--- Source extract ---
Politics & Policy

Reviving the CDC’s Gun-Factoid Factory

With the president’s okay, the agency resumes business as usual.

In 1863 President Lincoln signed a congressional charter creating the National Academy of Sciences. Now, 150 years later, President Obama is enlisting NAS to implement an item in his January 16 plan to change the lives of America’s 100 million gun owners. He has directed the Centers for Disease Control to resume research on gun injuries and deaths, and the NAS’s Institute of Medicine (IOM) convened a public workshop last week specifically tasked with shaping the direction of the CDC’s firearm research.

Government-funded gun research was openly biased in the 1990s. CDC officials unabashedly supported gun bans, used CDC funds to advocate strict gun control, and poured millions of taxpayer dollars into funding “research” that was in fact advocacy — thinly disguised medical-journal hit pieces against gun ownership. Congress investigated and in 1997 forbade the use of CDC funds “to advocate or promote gun control.”

This week’s IOM workshop (which I attended via webcast) was moderated and mostly led by longtime anti-gun researchers. “We’ve suffered through 20 years,” complained Jon Vernick, co-director of the Johns Hopkins Bloomberg (yes, that Bloomberg) School of Public Health. He was referring to the period — 16 years, actually — since Congress cut off federal funding for his project’s research on guns, which never seemed to find anything good about guns or gun owners.

David Hemenway, director of the Harvard Injury Control Research Center and author of the book Private Guns, Public Health, claimed that “we know very, very little about the deterrent effects of guns,” even as criminologist Gary Kleck, an award-winning IOM committee member and the acclaimed author of the definitive research on that subject, looked on from the audience. Kleck’s work shows that many people use guns to defend against attackers every year.
---
Problems to work on:
(1) In the article on CDC gun research, write out everything from "Reviving the CDC’s" down to "CDC’s firearm research.".
(2) Decide whether each statement agrees with the article on CDC gun research, answering yes or no and quoting the words of the article that settle it.
(a) In 1997 Congress barred the use of CDC funds to advocate gun control.
(b) The workshop was attended in person rather than by webcast.
(c) Jon Vernick directs the Harvard Injury Control Research Center.
(3) According to the article on CDC gun research, what book did David Hemenway write?
--- Data shown ---
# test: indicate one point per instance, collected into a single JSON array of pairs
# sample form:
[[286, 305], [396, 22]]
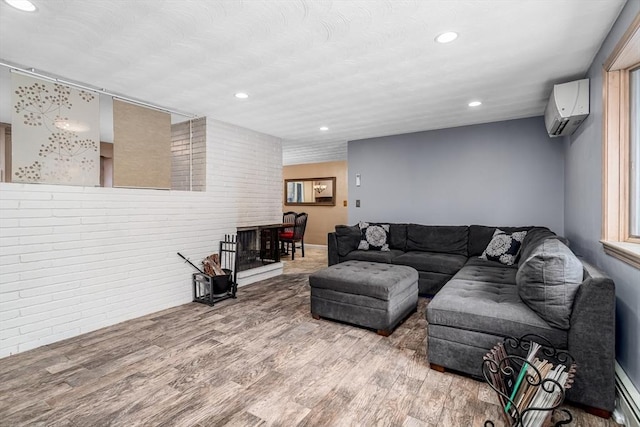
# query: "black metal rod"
[[190, 263]]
---
Answers to each task:
(1)
Reviving the CDC’s Gun-Factoid Factory

With the president’s okay, the agency resumes business as usual.

In 1863 President Lincoln signed a congressional charter creating the National Academy of Sciences. Now, 150 years later, President Obama is enlisting NAS to implement an item in his January 16 plan to change the lives of America’s 100 million gun owners. He has directed the Centers for Disease Control to resume research on gun injuries and deaths, and the NAS’s Institute of Medicine (IOM) convened a public workshop last week specifically tasked with shaping the direction of the CDC’s firearm research.

(2)
(a) Yes: "Congress investigated and in 1997 forbade the use of CDC funds “to advocate or promote gun control.”"
(b) No: "(which I attended via webcast)"
(c) No: "David Hemenway, director of the Harvard Injury Control Research Center"

(3) Private Guns, Public Health